### [Annotated coordinate records]
┌────────

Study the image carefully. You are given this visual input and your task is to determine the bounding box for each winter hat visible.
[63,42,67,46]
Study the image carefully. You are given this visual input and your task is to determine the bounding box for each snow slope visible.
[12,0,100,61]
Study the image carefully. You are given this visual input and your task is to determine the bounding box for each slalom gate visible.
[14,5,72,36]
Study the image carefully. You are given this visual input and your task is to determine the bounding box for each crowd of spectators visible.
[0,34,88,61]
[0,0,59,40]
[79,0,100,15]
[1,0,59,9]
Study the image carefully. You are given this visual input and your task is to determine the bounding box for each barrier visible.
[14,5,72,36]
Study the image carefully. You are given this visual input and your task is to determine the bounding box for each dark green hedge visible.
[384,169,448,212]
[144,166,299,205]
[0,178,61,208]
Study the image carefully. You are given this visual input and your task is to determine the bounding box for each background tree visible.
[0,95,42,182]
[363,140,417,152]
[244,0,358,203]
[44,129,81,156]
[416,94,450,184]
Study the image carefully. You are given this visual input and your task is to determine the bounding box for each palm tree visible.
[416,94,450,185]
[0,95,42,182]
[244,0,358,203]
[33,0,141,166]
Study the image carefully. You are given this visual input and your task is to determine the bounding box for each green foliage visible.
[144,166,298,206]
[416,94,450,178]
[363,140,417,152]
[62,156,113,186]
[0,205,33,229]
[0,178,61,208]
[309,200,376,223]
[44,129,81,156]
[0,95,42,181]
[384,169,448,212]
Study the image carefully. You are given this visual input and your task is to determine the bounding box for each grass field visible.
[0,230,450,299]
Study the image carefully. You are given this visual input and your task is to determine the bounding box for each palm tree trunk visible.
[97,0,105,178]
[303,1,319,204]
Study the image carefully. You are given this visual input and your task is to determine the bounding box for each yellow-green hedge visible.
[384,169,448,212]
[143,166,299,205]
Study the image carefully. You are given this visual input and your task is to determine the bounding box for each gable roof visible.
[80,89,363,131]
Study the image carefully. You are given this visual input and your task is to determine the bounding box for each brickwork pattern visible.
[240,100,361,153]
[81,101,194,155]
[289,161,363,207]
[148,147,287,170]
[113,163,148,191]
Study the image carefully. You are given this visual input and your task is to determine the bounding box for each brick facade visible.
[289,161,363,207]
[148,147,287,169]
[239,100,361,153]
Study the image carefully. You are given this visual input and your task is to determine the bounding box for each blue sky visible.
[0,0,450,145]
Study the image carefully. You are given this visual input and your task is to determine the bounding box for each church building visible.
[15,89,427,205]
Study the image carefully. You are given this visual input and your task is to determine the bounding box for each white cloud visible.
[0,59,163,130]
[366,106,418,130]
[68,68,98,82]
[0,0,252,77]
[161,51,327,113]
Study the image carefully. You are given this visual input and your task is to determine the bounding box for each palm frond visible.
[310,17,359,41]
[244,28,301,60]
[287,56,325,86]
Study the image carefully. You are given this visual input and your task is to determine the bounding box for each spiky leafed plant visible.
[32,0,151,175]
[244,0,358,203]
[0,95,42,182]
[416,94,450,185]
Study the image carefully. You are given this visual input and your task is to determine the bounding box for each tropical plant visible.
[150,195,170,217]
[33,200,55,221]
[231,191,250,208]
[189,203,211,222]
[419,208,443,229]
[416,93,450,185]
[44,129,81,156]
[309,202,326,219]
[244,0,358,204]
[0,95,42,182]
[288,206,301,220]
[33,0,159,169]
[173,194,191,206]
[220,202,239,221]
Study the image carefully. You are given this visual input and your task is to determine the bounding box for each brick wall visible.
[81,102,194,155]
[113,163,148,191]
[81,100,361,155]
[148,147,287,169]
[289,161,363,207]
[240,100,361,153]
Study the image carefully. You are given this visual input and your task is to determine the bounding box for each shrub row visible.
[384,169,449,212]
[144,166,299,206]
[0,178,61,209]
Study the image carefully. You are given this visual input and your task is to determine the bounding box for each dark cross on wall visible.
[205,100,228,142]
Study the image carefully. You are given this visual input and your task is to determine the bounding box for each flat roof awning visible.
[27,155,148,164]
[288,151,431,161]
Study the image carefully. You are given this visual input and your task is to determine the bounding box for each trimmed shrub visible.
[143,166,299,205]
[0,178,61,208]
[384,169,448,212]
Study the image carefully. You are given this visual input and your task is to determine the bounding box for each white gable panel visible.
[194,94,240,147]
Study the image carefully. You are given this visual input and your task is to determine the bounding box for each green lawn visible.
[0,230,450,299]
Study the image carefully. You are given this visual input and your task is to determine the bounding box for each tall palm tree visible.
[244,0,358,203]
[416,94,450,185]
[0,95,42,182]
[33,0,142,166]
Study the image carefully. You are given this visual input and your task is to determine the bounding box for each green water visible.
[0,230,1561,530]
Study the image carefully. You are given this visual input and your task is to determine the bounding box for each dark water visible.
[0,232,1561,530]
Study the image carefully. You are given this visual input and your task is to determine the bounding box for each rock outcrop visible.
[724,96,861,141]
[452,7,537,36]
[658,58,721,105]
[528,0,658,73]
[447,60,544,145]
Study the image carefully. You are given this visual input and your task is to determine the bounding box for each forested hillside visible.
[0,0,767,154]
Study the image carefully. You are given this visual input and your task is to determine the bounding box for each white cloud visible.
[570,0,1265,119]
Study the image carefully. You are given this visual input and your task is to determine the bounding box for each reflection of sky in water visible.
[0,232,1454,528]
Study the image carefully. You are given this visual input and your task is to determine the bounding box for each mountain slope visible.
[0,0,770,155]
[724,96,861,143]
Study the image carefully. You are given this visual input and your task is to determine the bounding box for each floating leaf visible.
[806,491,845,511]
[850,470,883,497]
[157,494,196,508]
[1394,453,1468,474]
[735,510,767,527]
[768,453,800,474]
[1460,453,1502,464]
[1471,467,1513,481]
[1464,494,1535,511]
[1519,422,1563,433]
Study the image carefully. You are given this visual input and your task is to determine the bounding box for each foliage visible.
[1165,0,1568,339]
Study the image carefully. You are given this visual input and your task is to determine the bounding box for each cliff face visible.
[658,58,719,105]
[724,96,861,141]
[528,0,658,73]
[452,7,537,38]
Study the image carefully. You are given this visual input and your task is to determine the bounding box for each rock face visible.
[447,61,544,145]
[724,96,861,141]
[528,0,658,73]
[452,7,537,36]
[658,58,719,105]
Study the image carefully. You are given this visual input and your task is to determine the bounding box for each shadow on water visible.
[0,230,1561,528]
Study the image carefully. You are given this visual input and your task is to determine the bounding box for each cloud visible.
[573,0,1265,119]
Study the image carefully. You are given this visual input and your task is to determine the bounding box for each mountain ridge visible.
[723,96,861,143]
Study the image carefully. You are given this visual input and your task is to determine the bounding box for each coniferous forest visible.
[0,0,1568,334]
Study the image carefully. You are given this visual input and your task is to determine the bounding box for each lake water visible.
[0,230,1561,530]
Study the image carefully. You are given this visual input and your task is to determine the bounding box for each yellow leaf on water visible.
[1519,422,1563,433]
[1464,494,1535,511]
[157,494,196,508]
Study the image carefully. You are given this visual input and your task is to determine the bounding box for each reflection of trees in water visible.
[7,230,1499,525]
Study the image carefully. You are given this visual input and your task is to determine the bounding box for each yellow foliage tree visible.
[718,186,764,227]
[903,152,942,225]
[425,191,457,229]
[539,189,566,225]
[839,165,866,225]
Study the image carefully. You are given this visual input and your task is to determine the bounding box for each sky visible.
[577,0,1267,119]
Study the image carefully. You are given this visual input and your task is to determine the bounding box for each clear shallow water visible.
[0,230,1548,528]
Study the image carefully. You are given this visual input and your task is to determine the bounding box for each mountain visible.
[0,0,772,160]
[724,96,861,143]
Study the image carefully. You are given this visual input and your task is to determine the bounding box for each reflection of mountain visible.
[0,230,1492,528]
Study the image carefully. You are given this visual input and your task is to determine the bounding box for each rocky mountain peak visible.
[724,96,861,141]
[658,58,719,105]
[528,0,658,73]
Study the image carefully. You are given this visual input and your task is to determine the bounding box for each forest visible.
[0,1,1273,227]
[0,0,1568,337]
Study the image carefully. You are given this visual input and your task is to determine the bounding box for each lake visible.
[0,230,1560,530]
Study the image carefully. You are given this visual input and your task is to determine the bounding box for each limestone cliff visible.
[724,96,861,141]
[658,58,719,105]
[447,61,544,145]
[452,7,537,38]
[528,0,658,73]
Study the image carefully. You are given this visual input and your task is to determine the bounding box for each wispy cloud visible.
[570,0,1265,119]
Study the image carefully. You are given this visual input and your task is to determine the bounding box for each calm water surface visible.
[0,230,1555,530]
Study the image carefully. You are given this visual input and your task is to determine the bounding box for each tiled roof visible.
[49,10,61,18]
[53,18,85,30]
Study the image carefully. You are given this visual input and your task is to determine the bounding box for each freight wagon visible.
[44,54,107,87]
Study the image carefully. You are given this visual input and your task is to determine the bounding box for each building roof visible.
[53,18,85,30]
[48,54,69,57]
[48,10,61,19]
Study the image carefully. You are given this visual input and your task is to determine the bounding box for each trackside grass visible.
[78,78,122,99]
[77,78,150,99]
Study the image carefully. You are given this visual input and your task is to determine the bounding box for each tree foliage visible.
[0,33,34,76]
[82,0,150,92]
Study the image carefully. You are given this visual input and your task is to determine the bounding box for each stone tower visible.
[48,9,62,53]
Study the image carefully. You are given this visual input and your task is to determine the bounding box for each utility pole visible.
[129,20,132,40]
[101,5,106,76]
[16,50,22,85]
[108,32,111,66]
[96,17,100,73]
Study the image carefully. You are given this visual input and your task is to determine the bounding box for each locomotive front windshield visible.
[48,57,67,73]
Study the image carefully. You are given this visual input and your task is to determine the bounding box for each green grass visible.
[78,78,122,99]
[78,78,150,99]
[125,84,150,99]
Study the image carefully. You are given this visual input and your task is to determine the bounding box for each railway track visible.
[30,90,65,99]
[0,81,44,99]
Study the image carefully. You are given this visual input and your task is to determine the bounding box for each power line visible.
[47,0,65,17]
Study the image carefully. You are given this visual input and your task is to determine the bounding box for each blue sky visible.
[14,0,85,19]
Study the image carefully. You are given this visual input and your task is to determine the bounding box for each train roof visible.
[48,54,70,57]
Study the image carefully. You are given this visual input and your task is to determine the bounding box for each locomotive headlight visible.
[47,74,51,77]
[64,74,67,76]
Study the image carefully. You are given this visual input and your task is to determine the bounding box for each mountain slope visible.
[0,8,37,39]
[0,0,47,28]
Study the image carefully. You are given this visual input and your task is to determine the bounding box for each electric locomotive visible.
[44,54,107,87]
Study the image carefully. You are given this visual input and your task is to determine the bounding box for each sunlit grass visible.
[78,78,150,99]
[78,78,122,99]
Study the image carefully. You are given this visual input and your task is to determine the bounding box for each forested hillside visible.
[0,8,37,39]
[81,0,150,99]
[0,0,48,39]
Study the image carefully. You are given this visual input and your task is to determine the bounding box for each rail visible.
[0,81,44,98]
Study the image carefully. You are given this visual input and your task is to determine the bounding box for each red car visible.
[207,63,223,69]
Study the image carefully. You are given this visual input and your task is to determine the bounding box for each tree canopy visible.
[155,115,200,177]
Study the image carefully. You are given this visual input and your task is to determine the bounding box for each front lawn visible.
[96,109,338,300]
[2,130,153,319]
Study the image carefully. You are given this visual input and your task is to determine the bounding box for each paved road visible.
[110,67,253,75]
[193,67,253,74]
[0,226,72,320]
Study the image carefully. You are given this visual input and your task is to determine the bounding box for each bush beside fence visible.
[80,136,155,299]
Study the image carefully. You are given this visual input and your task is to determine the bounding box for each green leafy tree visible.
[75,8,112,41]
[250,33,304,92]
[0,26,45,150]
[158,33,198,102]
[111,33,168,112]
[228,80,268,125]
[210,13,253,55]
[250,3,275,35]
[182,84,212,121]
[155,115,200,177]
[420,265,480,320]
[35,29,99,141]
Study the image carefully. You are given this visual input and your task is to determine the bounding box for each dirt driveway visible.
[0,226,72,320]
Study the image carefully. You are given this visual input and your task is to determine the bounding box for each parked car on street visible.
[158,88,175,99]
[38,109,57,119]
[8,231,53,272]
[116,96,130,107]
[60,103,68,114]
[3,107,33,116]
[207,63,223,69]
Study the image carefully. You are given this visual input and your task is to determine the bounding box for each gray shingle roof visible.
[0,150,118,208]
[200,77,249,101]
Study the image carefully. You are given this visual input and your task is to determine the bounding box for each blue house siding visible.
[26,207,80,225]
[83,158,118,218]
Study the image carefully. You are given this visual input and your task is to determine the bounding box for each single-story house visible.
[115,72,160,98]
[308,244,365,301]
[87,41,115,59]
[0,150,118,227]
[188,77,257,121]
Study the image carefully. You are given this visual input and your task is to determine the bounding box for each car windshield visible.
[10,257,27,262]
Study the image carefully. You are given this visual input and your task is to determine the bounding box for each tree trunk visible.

└────────

### [WHAT YOU NEED TO DO]
Please edit the material from the line containing "single-story house visible." down through its end by replacing "car windshield" with "vehicle windshield". Return only those lines, with everything else left unchanged.

### [TASK RESPONSE]
Study the image carefully. You are given this visual input and your task is to determine the bounding box for each single-story house visible.
[115,72,160,98]
[308,244,365,301]
[87,41,115,59]
[0,150,118,227]
[188,77,257,121]
Study the image carefully. You are given this visual input and your task is to determine the bounding box for each vehicle windshield visible.
[10,257,27,262]
Study the image carefully. You are given this visual input and your task is to determine the bounding box for each tree trunk visible.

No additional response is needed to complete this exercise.